=== Problem description ===
In the interview, what does MK say is used to get from one sentence to the next?

+++ Reading text +++

Rm220: One of the most impressive things to me about the book is how successfully it maintains this static, narrow field of vision. Everything that happens is essentially right in front of the husband’s face—there are no panoramic descriptions of the city, or even him looking around. And the things happening are not particularly exciting things, in the conventional sense. You talk in an interview with Blake Butler about how much attention you pay to the acoustics of your writing. I was wondering if there was some sort of relationship between the acoustics of your writing and how you were able to maintain this static, narrow scope.
MK: In a really basic way, those are two things that I’m thinking about on the compositional level as I’m working through any particular piece of fiction, not just Us. I use acoustics to get from sentence to sentence—I’m often finding a word or phrase by looking at the surrounding acoustics rather than by a kind of semantic logic. And by keeping the focus limited, I can make some surprising choices by not allowing that standard kind of description that might set up a scene. The field of vision becomes key to the narrative in a different way—that is, narrowing the field of vision, the things that are part of the novel (or any particular piece of work) versus the things that are not, that helps the energy and the tension build—by not looking away, by always taking the narrative and the reader deeper. Those two things, working with acoustics and with a narrow field, work in concert to advance the narrative in what I think of as a nonstandard, interesting, way.
Rm220: I heard someone say once that love is only really good after 30 years, that what follows is the filet of the relationship—and it’s obviously a different type of love than younger love. In this book, the love between the couple seems to transcend being simply an emotional connection between two people—it’s more like an element in the very medium in which they exist, and once it’s compromised the entire experience of reality is affected—that’s where the irrationality comes from, that’s where the amplification of ordinary actions comes from, the sort of drugged, swimming feeling that pervades the book. And I was thinking of that in terms of how it compares to the heartbreak of young love. What do you think the distinction is?

+++ Given entries +++

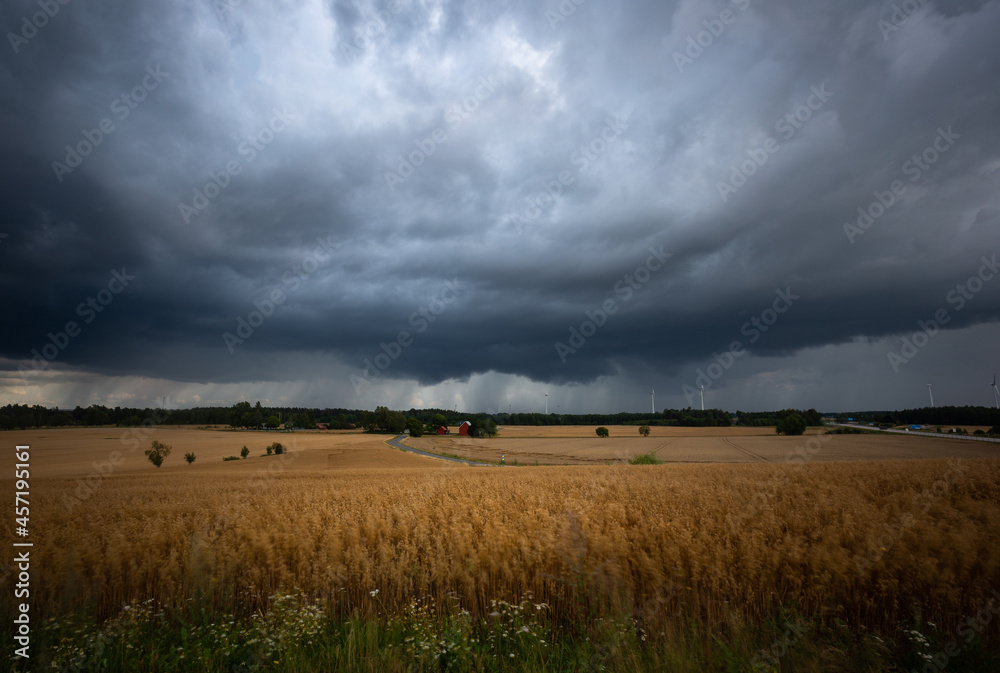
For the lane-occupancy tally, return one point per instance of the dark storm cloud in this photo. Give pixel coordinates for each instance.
(356, 156)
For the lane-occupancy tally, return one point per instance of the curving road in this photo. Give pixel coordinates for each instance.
(397, 443)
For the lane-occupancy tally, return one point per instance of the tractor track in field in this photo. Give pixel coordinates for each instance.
(748, 452)
(397, 443)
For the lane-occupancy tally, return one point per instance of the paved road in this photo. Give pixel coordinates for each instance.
(397, 443)
(945, 435)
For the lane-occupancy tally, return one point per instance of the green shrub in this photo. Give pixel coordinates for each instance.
(157, 452)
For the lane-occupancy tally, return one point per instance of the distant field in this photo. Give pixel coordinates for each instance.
(72, 452)
(626, 431)
(654, 560)
(695, 448)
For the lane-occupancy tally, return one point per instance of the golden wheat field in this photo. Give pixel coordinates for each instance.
(861, 541)
(704, 447)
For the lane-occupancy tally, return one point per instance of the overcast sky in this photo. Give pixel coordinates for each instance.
(472, 204)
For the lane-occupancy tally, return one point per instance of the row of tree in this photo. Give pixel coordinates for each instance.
(988, 416)
(246, 415)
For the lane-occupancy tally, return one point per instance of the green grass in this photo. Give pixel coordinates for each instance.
(300, 636)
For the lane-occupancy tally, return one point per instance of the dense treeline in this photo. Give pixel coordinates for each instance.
(928, 416)
(760, 419)
(246, 415)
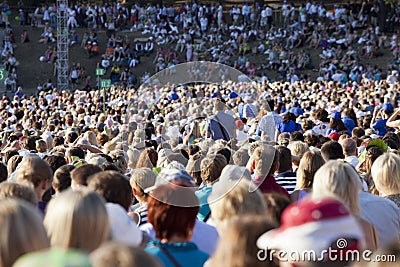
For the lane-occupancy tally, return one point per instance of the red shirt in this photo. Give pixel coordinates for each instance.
(269, 185)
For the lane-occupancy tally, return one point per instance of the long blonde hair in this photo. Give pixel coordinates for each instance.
(77, 219)
(22, 231)
(338, 179)
(309, 165)
(385, 173)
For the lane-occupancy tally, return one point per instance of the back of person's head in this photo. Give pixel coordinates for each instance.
(358, 132)
(193, 167)
(226, 152)
(41, 146)
(62, 178)
(298, 148)
(211, 168)
(55, 162)
(13, 164)
(9, 154)
(71, 137)
(102, 138)
(276, 204)
(107, 166)
(116, 254)
(193, 149)
(3, 172)
(309, 165)
(236, 249)
(34, 170)
(322, 115)
(14, 190)
(338, 179)
(385, 172)
(80, 175)
(168, 219)
(296, 136)
(229, 200)
(147, 159)
(285, 159)
(75, 152)
(58, 141)
(113, 186)
(264, 161)
(332, 150)
(77, 220)
(349, 146)
(311, 140)
(30, 143)
(240, 157)
(120, 160)
(23, 230)
(141, 179)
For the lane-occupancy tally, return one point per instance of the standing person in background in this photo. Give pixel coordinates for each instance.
(5, 12)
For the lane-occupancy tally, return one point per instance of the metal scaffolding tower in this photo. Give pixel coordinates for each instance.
(62, 45)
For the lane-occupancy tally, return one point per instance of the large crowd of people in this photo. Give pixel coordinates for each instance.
(238, 172)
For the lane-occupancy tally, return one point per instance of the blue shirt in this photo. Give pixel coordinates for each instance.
(289, 127)
(186, 254)
(202, 194)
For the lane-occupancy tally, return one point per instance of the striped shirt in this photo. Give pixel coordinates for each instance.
(287, 180)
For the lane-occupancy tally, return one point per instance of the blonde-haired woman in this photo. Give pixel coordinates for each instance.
(77, 220)
(298, 149)
(91, 137)
(385, 173)
(230, 200)
(340, 180)
(238, 250)
(309, 165)
(22, 231)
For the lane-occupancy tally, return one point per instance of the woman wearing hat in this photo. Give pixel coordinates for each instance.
(173, 226)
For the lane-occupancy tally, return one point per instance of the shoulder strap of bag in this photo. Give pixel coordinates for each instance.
(170, 257)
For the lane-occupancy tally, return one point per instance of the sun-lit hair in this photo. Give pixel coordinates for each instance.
(231, 200)
(77, 219)
(385, 172)
(211, 168)
(338, 179)
(41, 146)
(22, 230)
(298, 148)
(91, 137)
(309, 165)
(21, 191)
(141, 179)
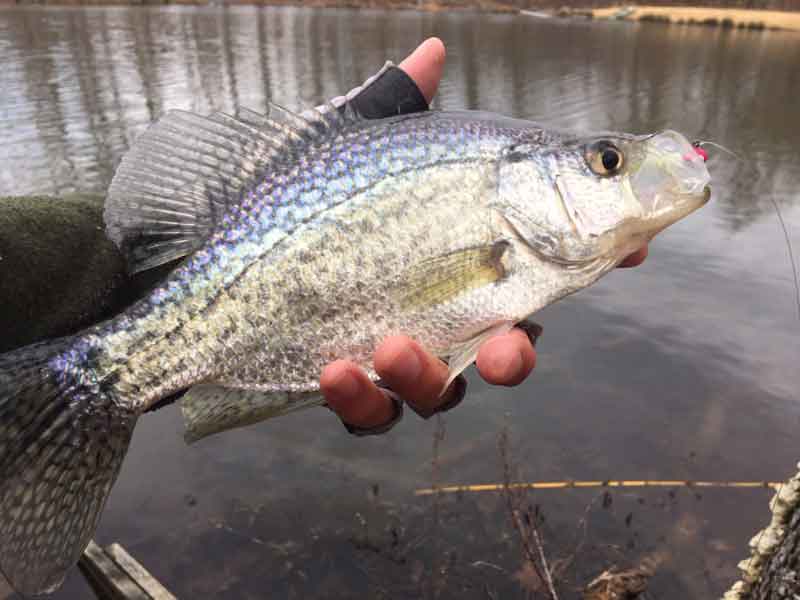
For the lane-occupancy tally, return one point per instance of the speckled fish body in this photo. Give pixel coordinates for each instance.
(308, 241)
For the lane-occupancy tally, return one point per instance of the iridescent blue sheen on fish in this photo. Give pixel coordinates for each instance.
(304, 241)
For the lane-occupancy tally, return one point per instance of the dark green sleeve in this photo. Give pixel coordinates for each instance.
(58, 271)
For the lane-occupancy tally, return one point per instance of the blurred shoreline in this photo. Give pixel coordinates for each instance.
(786, 18)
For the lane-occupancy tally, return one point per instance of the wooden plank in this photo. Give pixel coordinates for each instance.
(107, 578)
(138, 573)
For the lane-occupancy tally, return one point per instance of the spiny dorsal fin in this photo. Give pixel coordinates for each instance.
(186, 171)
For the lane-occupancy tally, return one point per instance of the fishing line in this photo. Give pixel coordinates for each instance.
(701, 143)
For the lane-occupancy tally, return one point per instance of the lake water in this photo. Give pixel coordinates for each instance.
(685, 368)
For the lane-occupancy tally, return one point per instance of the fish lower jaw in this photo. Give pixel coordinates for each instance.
(682, 207)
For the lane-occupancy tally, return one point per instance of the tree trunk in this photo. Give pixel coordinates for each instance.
(773, 570)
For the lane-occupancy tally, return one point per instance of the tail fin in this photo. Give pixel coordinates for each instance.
(62, 441)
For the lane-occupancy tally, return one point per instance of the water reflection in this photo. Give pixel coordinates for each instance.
(90, 80)
(685, 367)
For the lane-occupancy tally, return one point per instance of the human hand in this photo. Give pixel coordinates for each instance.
(404, 366)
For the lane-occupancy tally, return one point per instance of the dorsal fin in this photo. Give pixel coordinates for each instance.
(186, 171)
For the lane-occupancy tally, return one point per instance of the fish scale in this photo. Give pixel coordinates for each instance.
(305, 241)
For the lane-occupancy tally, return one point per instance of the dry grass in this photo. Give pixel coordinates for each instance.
(730, 17)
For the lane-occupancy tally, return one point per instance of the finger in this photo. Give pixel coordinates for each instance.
(351, 395)
(635, 259)
(411, 372)
(425, 66)
(506, 359)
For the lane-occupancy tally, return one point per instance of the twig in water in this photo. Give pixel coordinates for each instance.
(524, 523)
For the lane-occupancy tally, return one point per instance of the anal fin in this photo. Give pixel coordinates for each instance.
(467, 352)
(208, 408)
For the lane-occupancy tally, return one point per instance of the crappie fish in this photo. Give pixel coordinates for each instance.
(307, 240)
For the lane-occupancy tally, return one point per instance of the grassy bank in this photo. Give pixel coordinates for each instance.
(723, 17)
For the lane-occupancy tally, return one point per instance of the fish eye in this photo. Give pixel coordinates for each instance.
(604, 158)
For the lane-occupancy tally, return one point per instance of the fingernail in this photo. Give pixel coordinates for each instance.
(346, 386)
(409, 365)
(514, 365)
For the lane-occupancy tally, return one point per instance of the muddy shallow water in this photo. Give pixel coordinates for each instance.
(685, 368)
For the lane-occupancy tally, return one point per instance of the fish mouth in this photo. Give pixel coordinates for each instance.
(682, 206)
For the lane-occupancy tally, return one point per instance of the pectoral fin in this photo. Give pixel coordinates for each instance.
(466, 353)
(209, 409)
(436, 280)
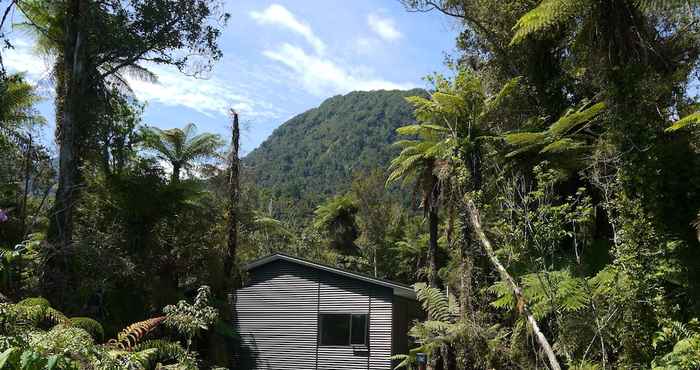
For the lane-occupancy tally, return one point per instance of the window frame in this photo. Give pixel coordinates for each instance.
(349, 338)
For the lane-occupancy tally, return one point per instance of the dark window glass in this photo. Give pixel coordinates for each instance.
(343, 329)
(335, 329)
(358, 329)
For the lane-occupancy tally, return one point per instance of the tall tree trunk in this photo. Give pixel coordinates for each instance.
(27, 175)
(72, 84)
(475, 220)
(234, 195)
(433, 221)
(175, 177)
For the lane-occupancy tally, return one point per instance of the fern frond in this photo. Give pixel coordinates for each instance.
(89, 325)
(691, 119)
(133, 333)
(548, 14)
(573, 119)
(434, 302)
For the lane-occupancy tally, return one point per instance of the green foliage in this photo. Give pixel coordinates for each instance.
(544, 17)
(691, 119)
(337, 218)
(93, 327)
(190, 319)
(314, 155)
(569, 133)
(684, 341)
(180, 147)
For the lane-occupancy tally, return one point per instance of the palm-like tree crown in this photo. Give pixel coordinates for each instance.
(180, 147)
(17, 102)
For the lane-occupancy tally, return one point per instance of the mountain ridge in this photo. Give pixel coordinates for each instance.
(313, 155)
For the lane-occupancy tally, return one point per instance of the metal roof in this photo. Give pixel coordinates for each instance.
(399, 289)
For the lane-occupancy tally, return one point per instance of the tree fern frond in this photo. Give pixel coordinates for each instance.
(548, 14)
(433, 301)
(691, 119)
(133, 333)
(573, 119)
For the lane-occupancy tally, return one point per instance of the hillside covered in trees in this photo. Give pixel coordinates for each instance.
(314, 155)
(542, 197)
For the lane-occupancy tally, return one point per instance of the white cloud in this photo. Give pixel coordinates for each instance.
(321, 75)
(207, 96)
(279, 15)
(366, 45)
(22, 59)
(383, 27)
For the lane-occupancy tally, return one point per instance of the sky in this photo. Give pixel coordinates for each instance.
(280, 58)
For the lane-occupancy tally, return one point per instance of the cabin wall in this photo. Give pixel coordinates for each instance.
(406, 311)
(277, 316)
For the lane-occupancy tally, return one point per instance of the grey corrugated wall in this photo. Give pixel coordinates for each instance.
(277, 316)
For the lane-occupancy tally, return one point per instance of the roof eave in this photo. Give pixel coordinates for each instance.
(398, 289)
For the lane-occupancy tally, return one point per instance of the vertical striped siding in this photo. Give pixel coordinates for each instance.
(380, 323)
(277, 314)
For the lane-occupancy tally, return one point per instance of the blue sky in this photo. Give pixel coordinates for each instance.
(282, 58)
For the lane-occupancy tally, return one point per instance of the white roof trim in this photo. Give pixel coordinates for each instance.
(399, 289)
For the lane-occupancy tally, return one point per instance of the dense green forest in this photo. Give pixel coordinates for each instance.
(315, 154)
(543, 197)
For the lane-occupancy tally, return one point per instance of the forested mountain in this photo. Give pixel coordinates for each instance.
(554, 175)
(314, 154)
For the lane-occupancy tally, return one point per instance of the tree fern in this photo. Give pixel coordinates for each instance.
(564, 135)
(547, 15)
(691, 119)
(133, 333)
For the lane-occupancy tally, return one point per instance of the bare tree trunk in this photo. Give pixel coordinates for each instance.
(73, 83)
(175, 177)
(27, 173)
(61, 226)
(234, 195)
(522, 304)
(432, 247)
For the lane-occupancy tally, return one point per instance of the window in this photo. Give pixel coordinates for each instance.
(343, 329)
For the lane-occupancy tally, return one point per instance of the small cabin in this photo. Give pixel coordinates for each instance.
(297, 314)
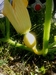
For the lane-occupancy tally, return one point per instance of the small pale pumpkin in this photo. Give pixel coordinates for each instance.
(17, 15)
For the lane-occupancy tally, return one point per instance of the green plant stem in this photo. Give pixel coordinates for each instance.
(47, 26)
(7, 29)
(52, 45)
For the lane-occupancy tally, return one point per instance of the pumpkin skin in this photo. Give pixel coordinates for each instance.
(18, 16)
(29, 40)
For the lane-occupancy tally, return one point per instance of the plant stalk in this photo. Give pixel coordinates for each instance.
(47, 26)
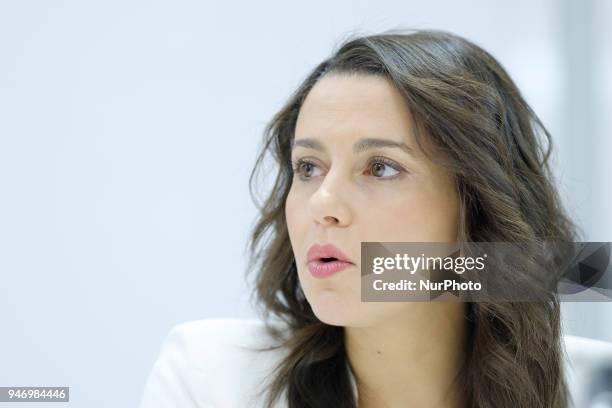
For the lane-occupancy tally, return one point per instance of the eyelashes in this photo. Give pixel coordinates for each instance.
(299, 165)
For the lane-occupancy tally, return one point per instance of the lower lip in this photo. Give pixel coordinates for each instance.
(320, 269)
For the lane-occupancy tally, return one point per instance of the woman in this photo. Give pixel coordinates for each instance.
(400, 137)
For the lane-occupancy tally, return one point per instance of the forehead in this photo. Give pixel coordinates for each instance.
(354, 105)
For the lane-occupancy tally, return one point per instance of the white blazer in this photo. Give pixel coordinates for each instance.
(207, 364)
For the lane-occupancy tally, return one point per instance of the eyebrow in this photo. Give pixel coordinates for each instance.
(360, 146)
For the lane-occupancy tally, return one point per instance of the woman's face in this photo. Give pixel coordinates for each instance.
(346, 194)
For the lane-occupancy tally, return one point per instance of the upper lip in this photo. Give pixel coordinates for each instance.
(317, 252)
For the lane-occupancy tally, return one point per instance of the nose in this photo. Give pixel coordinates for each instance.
(329, 204)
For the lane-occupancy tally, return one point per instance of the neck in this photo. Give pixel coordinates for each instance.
(410, 360)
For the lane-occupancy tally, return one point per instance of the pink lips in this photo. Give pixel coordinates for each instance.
(322, 269)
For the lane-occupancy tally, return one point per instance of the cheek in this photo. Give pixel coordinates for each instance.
(417, 215)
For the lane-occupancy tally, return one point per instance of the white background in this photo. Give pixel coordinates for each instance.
(128, 130)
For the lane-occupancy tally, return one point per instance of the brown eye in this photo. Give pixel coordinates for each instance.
(305, 167)
(378, 169)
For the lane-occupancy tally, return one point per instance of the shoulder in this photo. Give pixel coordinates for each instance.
(585, 361)
(212, 362)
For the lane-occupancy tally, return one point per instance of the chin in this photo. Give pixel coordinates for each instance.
(333, 308)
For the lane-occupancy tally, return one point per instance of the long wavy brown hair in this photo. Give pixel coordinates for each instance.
(492, 142)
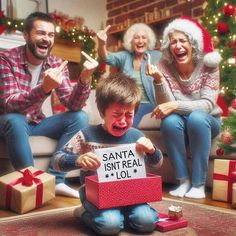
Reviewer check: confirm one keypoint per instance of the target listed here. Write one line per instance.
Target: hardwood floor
(60, 201)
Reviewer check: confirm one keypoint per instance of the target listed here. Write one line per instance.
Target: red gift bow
(28, 179)
(231, 178)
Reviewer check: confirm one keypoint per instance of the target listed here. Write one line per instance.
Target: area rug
(202, 220)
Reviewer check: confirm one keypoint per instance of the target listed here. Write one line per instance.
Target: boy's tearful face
(118, 118)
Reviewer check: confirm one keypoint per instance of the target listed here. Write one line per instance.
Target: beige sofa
(43, 147)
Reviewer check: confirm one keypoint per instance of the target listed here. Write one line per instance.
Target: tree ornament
(228, 10)
(226, 136)
(220, 152)
(222, 27)
(216, 40)
(233, 104)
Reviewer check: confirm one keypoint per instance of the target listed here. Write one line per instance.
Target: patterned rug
(202, 220)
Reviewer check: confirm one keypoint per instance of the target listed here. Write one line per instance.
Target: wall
(156, 13)
(93, 11)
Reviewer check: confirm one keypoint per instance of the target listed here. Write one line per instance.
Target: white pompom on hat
(199, 34)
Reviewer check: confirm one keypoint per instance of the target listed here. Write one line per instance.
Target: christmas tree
(219, 19)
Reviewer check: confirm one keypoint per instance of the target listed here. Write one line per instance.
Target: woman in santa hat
(186, 81)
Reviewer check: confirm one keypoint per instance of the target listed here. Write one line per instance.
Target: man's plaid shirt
(17, 96)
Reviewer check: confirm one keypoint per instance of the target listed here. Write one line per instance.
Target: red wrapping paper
(223, 178)
(169, 224)
(123, 193)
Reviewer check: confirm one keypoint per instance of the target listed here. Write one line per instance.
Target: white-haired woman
(187, 86)
(139, 40)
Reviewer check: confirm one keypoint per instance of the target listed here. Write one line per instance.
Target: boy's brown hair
(117, 88)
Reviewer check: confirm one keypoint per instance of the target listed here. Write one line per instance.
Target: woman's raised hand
(153, 71)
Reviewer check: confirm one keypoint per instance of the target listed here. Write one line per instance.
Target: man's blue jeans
(196, 132)
(141, 218)
(15, 130)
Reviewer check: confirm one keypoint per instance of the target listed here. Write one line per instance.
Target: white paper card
(120, 163)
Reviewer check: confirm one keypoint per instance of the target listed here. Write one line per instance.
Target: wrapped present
(26, 189)
(166, 223)
(234, 196)
(123, 192)
(224, 175)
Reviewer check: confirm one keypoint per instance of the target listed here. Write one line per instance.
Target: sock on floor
(182, 189)
(65, 190)
(196, 192)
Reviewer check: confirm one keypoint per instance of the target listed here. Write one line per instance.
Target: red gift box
(167, 224)
(123, 192)
(223, 178)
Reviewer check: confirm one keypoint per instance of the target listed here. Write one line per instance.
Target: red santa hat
(199, 34)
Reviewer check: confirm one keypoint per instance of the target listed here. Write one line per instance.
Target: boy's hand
(144, 145)
(89, 67)
(88, 161)
(102, 34)
(153, 71)
(53, 77)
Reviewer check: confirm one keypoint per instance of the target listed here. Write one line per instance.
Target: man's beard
(33, 49)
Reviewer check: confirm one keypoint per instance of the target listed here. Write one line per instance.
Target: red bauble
(226, 137)
(228, 10)
(233, 103)
(222, 27)
(219, 152)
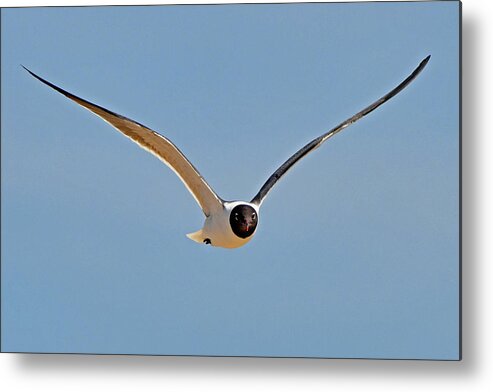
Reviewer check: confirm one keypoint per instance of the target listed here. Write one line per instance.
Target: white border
(474, 373)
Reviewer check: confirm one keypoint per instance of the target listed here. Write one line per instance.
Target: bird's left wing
(315, 143)
(157, 145)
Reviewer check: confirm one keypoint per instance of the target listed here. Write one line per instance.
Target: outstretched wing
(157, 145)
(315, 143)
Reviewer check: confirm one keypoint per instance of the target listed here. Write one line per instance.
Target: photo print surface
(309, 151)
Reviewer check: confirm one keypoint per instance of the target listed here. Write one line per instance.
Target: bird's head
(243, 220)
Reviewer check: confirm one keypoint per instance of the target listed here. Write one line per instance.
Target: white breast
(218, 229)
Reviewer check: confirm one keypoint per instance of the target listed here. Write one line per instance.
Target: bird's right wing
(157, 145)
(315, 143)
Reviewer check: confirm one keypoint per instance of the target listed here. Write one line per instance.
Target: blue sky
(356, 254)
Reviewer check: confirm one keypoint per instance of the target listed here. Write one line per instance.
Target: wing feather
(156, 144)
(315, 143)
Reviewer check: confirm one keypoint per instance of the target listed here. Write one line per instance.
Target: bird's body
(228, 224)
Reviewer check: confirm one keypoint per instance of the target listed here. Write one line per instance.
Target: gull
(228, 224)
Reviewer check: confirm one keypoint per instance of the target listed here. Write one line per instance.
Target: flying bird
(228, 224)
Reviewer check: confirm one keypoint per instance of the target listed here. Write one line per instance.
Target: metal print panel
(312, 152)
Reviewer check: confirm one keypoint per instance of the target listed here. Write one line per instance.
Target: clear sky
(357, 250)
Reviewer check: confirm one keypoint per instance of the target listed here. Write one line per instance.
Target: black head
(243, 220)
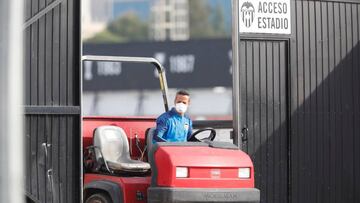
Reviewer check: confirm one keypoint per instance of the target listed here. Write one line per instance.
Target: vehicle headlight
(181, 172)
(244, 173)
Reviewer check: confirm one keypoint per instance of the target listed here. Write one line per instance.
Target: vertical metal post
(236, 73)
(11, 124)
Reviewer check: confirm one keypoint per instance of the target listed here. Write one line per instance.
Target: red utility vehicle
(122, 165)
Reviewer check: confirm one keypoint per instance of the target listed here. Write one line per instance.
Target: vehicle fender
(114, 190)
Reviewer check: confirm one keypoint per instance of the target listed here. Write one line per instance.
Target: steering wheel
(211, 137)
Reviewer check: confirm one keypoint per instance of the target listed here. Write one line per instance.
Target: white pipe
(11, 113)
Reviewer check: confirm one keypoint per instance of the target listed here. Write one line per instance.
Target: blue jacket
(172, 127)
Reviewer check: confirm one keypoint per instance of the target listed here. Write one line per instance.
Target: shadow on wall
(314, 156)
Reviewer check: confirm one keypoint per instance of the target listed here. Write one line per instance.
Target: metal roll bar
(130, 59)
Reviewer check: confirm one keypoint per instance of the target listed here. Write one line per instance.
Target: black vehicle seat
(114, 146)
(149, 139)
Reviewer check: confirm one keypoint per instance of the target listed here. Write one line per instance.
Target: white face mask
(181, 107)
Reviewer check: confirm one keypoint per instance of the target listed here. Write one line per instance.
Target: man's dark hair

+++

=== Answer to this exercise ===
Acoustics, often finding a word or phrase by looking at the surrounding acoustics rather than by semantic logic.